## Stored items
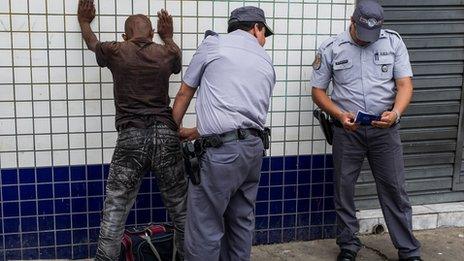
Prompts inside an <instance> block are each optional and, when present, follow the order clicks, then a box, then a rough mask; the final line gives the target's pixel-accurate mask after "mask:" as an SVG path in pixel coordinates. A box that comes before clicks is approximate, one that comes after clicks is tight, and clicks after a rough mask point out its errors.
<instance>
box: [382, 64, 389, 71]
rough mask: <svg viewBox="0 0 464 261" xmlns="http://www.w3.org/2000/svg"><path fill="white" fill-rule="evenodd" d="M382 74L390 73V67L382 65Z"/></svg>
mask: <svg viewBox="0 0 464 261" xmlns="http://www.w3.org/2000/svg"><path fill="white" fill-rule="evenodd" d="M382 72H388V65H386V64H384V65H382Z"/></svg>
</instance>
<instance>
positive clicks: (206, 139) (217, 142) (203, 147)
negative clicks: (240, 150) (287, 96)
mask: <svg viewBox="0 0 464 261" xmlns="http://www.w3.org/2000/svg"><path fill="white" fill-rule="evenodd" d="M270 135H271V130H270V129H269V128H265V129H264V130H262V131H261V130H257V129H238V130H233V131H229V132H226V133H222V134H213V135H207V136H203V137H201V138H199V139H197V140H196V141H195V142H194V143H192V142H191V141H186V142H184V143H183V144H182V151H183V154H184V162H185V170H186V172H187V174H188V175H189V176H190V180H191V181H192V183H193V184H194V185H198V184H200V182H201V180H200V167H201V166H200V164H201V161H200V158H201V156H202V155H203V154H204V153H205V152H206V149H208V148H219V147H221V146H222V145H223V144H224V143H226V142H230V141H234V140H244V139H246V138H247V137H249V136H255V137H259V138H260V139H261V140H262V141H263V146H264V151H263V154H264V155H265V154H266V150H267V149H269V137H270Z"/></svg>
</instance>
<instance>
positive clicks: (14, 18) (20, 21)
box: [11, 15, 29, 31]
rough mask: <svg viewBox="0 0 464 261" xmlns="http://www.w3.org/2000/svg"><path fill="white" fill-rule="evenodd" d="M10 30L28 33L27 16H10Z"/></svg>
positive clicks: (28, 20)
mask: <svg viewBox="0 0 464 261" xmlns="http://www.w3.org/2000/svg"><path fill="white" fill-rule="evenodd" d="M11 29H12V30H13V31H28V29H29V20H28V16H27V15H11Z"/></svg>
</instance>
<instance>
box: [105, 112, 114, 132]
mask: <svg viewBox="0 0 464 261" xmlns="http://www.w3.org/2000/svg"><path fill="white" fill-rule="evenodd" d="M102 121H103V126H102V130H103V131H114V128H115V125H114V124H115V123H114V116H104V117H102Z"/></svg>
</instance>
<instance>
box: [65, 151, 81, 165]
mask: <svg viewBox="0 0 464 261" xmlns="http://www.w3.org/2000/svg"><path fill="white" fill-rule="evenodd" d="M69 157H70V162H69V164H71V165H82V164H85V151H84V150H70V151H69Z"/></svg>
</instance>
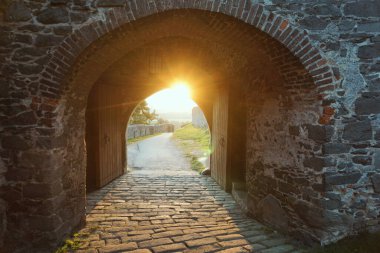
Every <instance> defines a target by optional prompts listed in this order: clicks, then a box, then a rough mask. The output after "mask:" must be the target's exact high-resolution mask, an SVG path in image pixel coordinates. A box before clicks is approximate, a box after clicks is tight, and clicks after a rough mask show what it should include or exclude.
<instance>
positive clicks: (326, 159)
mask: <svg viewBox="0 0 380 253" xmlns="http://www.w3.org/2000/svg"><path fill="white" fill-rule="evenodd" d="M333 164H334V163H332V161H331V160H330V159H329V158H324V157H306V158H305V160H304V161H303V165H304V166H305V167H308V168H312V169H314V170H315V171H321V170H322V169H323V167H328V166H331V165H333Z"/></svg>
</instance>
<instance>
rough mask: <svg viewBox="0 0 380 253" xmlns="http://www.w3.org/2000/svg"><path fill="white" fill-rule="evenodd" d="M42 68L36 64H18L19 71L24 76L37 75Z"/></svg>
mask: <svg viewBox="0 0 380 253" xmlns="http://www.w3.org/2000/svg"><path fill="white" fill-rule="evenodd" d="M43 68H44V67H43V66H41V65H38V64H19V68H18V69H19V71H20V72H21V74H24V75H32V74H38V73H40V72H41V70H42V69H43Z"/></svg>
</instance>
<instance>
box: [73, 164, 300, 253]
mask: <svg viewBox="0 0 380 253" xmlns="http://www.w3.org/2000/svg"><path fill="white" fill-rule="evenodd" d="M160 171H161V170H158V172H153V173H152V171H151V172H150V173H146V172H144V171H143V170H136V171H132V173H130V174H128V175H124V176H122V177H120V178H119V179H117V180H115V181H114V182H112V183H111V184H109V185H107V186H106V187H104V188H102V189H101V190H99V191H96V192H93V193H91V194H90V195H89V196H88V198H87V202H88V204H87V207H88V214H87V224H86V226H85V227H84V228H83V229H81V230H80V231H79V232H78V233H79V236H78V237H77V238H78V239H79V241H81V243H80V249H79V250H76V251H75V252H77V253H84V252H87V253H89V252H91V253H92V252H94V253H97V252H99V253H103V252H104V253H105V252H141V253H149V252H155V253H160V252H225V253H227V252H262V253H269V252H283V253H286V252H293V253H294V252H302V251H301V250H302V247H301V245H300V244H298V243H297V242H295V241H293V240H292V239H290V238H287V237H285V236H283V235H281V234H278V233H276V232H274V231H272V230H270V229H268V228H267V227H265V226H263V225H262V224H260V223H258V222H256V221H254V220H252V219H250V218H248V217H246V216H245V215H244V214H243V213H242V212H241V210H240V209H239V207H238V206H237V204H236V203H235V201H234V200H233V199H232V197H231V195H230V194H228V193H226V192H224V191H223V190H222V189H221V188H220V186H218V185H217V184H216V183H215V181H214V180H212V179H211V178H209V177H204V176H200V175H198V174H197V173H196V172H194V171H190V169H189V168H187V169H180V168H178V167H174V168H172V169H171V170H170V169H166V170H164V172H162V171H161V172H160Z"/></svg>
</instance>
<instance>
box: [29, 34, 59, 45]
mask: <svg viewBox="0 0 380 253" xmlns="http://www.w3.org/2000/svg"><path fill="white" fill-rule="evenodd" d="M62 39H63V38H62V37H60V36H54V35H44V34H39V35H37V37H36V42H35V45H36V46H37V47H50V46H55V45H58V44H59V43H60V42H61V41H62Z"/></svg>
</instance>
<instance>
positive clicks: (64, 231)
mask: <svg viewBox="0 0 380 253" xmlns="http://www.w3.org/2000/svg"><path fill="white" fill-rule="evenodd" d="M138 2H139V4H140V3H141V5H143V3H144V2H143V1H138ZM243 2H244V1H239V2H238V4H237V5H234V6H235V7H233V8H232V7H231V8H225V6H224V7H223V8H222V6H221V5H220V4H219V5H218V4H213V2H208V3H206V2H197V3H199V5H198V4H195V3H190V1H184V2H180V1H173V5H170V6H165V7H163V6H160V5H158V7H157V6H156V5H150V6H151V8H150V9H148V10H145V9H144V10H143V9H138V8H134V7H131V8H130V6H129V5H128V6H125V7H123V8H115V9H109V10H108V11H107V13H106V14H105V17H104V21H103V20H98V21H93V22H92V23H90V24H87V25H85V26H83V27H81V28H80V29H79V30H76V31H75V32H74V33H73V34H72V35H70V36H68V37H67V38H66V39H65V40H64V41H63V42H62V43H61V44H60V45H59V46H58V48H57V49H56V50H55V51H54V52H53V54H52V57H51V60H50V62H49V63H48V64H47V67H46V68H45V69H44V72H43V73H42V74H41V76H42V77H43V79H42V80H41V82H40V83H41V86H40V89H39V90H40V91H44V90H45V89H46V90H47V91H48V92H49V93H50V94H53V95H54V98H56V99H57V100H59V99H61V101H60V102H61V103H60V104H59V106H61V107H63V106H62V104H63V105H64V104H65V103H66V102H67V101H65V99H66V97H63V98H62V94H63V93H65V92H66V91H67V89H69V88H70V87H69V85H68V83H70V80H68V81H67V80H66V76H69V77H70V76H74V75H75V73H74V74H73V75H72V74H70V73H71V71H74V72H75V71H80V66H81V65H83V64H86V62H88V61H93V60H94V59H93V58H91V55H89V54H86V53H84V52H85V51H86V49H87V48H88V47H93V49H94V50H95V51H96V47H97V46H99V45H98V44H97V43H94V42H96V41H98V40H101V39H102V38H103V37H104V36H105V35H106V34H111V36H118V33H123V29H122V27H124V26H128V24H129V23H130V22H132V21H139V20H141V19H142V18H143V17H148V16H150V15H152V14H156V13H159V14H160V13H164V12H169V11H174V10H178V9H198V10H204V11H209V12H210V13H213V12H217V13H222V14H225V15H227V16H229V17H234V18H236V19H238V20H241V21H243V22H245V23H247V24H249V25H252V27H256V28H258V29H259V30H261V31H263V32H264V33H266V34H268V35H269V36H271V37H273V38H275V40H274V41H279V42H280V43H281V44H282V45H284V46H285V47H286V48H288V49H289V50H290V52H293V54H294V55H296V56H297V57H298V59H299V60H300V62H301V63H302V64H303V66H304V67H305V69H306V70H308V73H309V74H310V75H311V76H312V77H313V78H314V84H315V87H316V89H317V90H318V92H319V95H320V99H325V98H326V96H327V95H328V92H329V91H330V89H333V88H334V81H335V80H334V77H333V73H332V71H331V68H330V66H329V65H328V61H327V60H326V59H324V57H323V56H322V55H321V54H320V52H319V51H318V49H316V48H315V47H313V46H312V43H311V42H310V40H309V39H308V37H307V35H306V33H305V32H301V31H300V30H298V29H297V28H294V27H292V26H291V25H290V24H289V23H288V21H286V20H284V19H282V18H281V17H279V16H275V15H274V14H271V13H270V12H268V11H266V10H265V7H264V6H263V5H252V6H251V5H249V4H247V5H244V3H243ZM154 3H156V2H154ZM202 3H203V4H202ZM157 4H158V1H157ZM152 6H153V7H152ZM154 6H156V7H157V8H156V7H154ZM231 6H232V5H231ZM105 46H106V45H105ZM268 47H270V44H268ZM110 50H112V49H110ZM104 59H105V60H107V56H104ZM108 63H109V65H110V64H111V63H112V61H111V60H110V61H109V62H107V64H108ZM101 64H102V63H101ZM73 66H78V68H73ZM102 68H105V66H102ZM97 70H99V69H95V70H94V71H97ZM103 70H104V69H103ZM94 78H95V77H94ZM95 79H96V78H95ZM63 84H66V86H65V85H63ZM42 85H43V87H42ZM81 88H82V87H80V86H78V87H76V89H78V90H80V89H81ZM42 96H43V94H42ZM77 99H80V100H84V99H85V98H77ZM52 100H53V101H52V104H53V106H56V105H57V103H56V101H54V99H52ZM326 102H328V101H327V100H326ZM73 106H75V104H73ZM68 113H70V112H68ZM331 114H332V113H330V111H328V110H327V111H325V112H324V114H322V116H321V123H328V121H329V119H330V117H331ZM79 116H83V115H79ZM61 119H62V115H58V120H57V121H59V120H61ZM81 120H83V119H79V121H81ZM81 123H83V122H81ZM60 127H61V126H59V125H58V126H57V127H56V130H57V129H58V131H57V132H61V131H62V129H61V128H60ZM74 127H75V126H74ZM59 134H60V133H59ZM57 135H58V134H57ZM81 137H83V136H71V137H70V138H68V140H66V142H67V143H68V144H67V146H65V144H62V146H65V147H64V148H65V149H70V148H71V147H72V146H71V142H78V139H81ZM57 139H58V138H57ZM52 141H54V140H52ZM59 145H61V144H59ZM78 145H79V144H78ZM81 145H82V144H81ZM76 148H78V147H76ZM79 148H81V149H83V145H82V146H81V147H79ZM71 152H73V153H76V155H77V156H78V153H80V152H77V149H73V151H71ZM63 153H64V152H63ZM49 155H50V154H49ZM58 155H60V154H57V156H58ZM49 157H50V156H49ZM49 161H50V160H49ZM70 162H72V164H75V163H74V162H78V164H79V165H78V167H80V166H81V165H82V166H83V161H82V160H81V159H80V157H79V156H78V157H74V158H73V160H72V161H70ZM70 166H71V164H70V165H68V166H67V167H68V168H69V167H70ZM69 169H71V168H69ZM73 170H74V169H73ZM72 174H73V175H69V176H67V177H65V179H64V180H65V181H66V182H65V184H68V183H67V181H68V182H70V179H73V178H74V177H78V176H82V174H81V175H78V174H76V172H75V173H72ZM70 177H72V178H70ZM73 181H74V180H73ZM83 189H84V186H83V185H82V184H79V183H78V182H76V184H73V185H70V189H69V190H68V193H67V194H68V195H69V196H70V197H71V196H72V195H73V196H74V198H75V200H74V201H77V202H76V203H74V208H75V209H73V210H75V211H74V212H75V217H74V218H75V219H72V220H71V221H68V222H67V221H66V223H65V224H64V225H63V226H62V227H66V230H65V229H62V230H61V231H59V234H58V235H53V236H52V238H53V237H54V236H56V237H55V238H53V239H51V241H54V240H56V241H57V240H61V239H62V236H63V235H64V234H65V233H68V232H70V231H69V230H71V229H72V228H73V227H74V226H76V225H77V224H78V223H79V222H80V218H83V210H84V208H83V205H84V195H83V196H79V197H78V196H77V195H78V194H77V193H76V192H79V193H80V194H83ZM76 194H77V195H76ZM74 198H73V199H74ZM57 206H58V205H57ZM67 208H69V209H70V206H65V209H64V210H62V212H65V211H70V210H67ZM41 220H43V222H45V221H46V222H47V223H48V224H49V225H51V226H53V227H54V228H56V227H57V226H58V225H61V223H59V222H61V221H55V220H52V221H51V220H49V217H48V218H47V219H42V218H41ZM55 222H56V223H55ZM57 224H58V225H57ZM54 243H56V242H54Z"/></svg>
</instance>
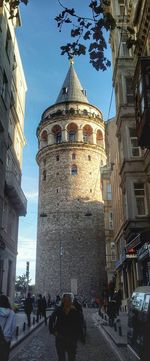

## HOW TO COMPLETE THIS TASK
Produce the lines from the first line of the entries through the line that contains "positive clicks: (14, 18) (20, 21)", exactly, leaving the pictures behind.

## ANSWER AREA
Prompts inside an <instance> block are each optional and, when present, follow the order clicks, then a box, then a rough mask; the final line gives the target's pixel-accurate mask after "mask:" as an SVG path in pixel coordinates. A box that comes before clicks is approximate, one that comes after clicks is tight, and clicks after a rough mask point out its errors.
<instance>
box: [382, 64, 389, 71]
rough mask: <svg viewBox="0 0 464 261" xmlns="http://www.w3.org/2000/svg"><path fill="white" fill-rule="evenodd" d="M382 74L390 73V67L382 65Z"/></svg>
mask: <svg viewBox="0 0 464 261" xmlns="http://www.w3.org/2000/svg"><path fill="white" fill-rule="evenodd" d="M382 72H388V65H386V64H384V65H382Z"/></svg>
</instance>
<instance>
positive clicks: (206, 139) (217, 142) (203, 147)
negative clicks: (240, 150) (287, 96)
mask: <svg viewBox="0 0 464 261" xmlns="http://www.w3.org/2000/svg"><path fill="white" fill-rule="evenodd" d="M270 135H271V130H270V129H269V128H265V129H264V130H262V131H261V130H257V129H238V130H233V131H229V132H226V133H222V134H213V135H207V136H203V137H201V138H199V139H197V140H196V141H195V142H194V143H192V142H191V141H186V142H184V143H183V144H182V151H183V154H184V162H185V170H186V172H187V174H188V175H189V176H190V180H191V181H192V183H193V184H194V185H198V184H200V182H201V180H200V167H201V166H200V164H201V161H200V158H201V156H202V155H203V154H204V153H205V152H206V149H208V148H219V147H221V146H222V145H223V144H224V143H226V142H230V141H234V140H244V139H246V138H247V137H249V136H255V137H259V138H260V139H261V140H262V141H263V146H264V151H263V154H264V155H265V154H266V150H267V149H269V137H270Z"/></svg>
</instance>
<instance>
positive clicks: (14, 18) (20, 21)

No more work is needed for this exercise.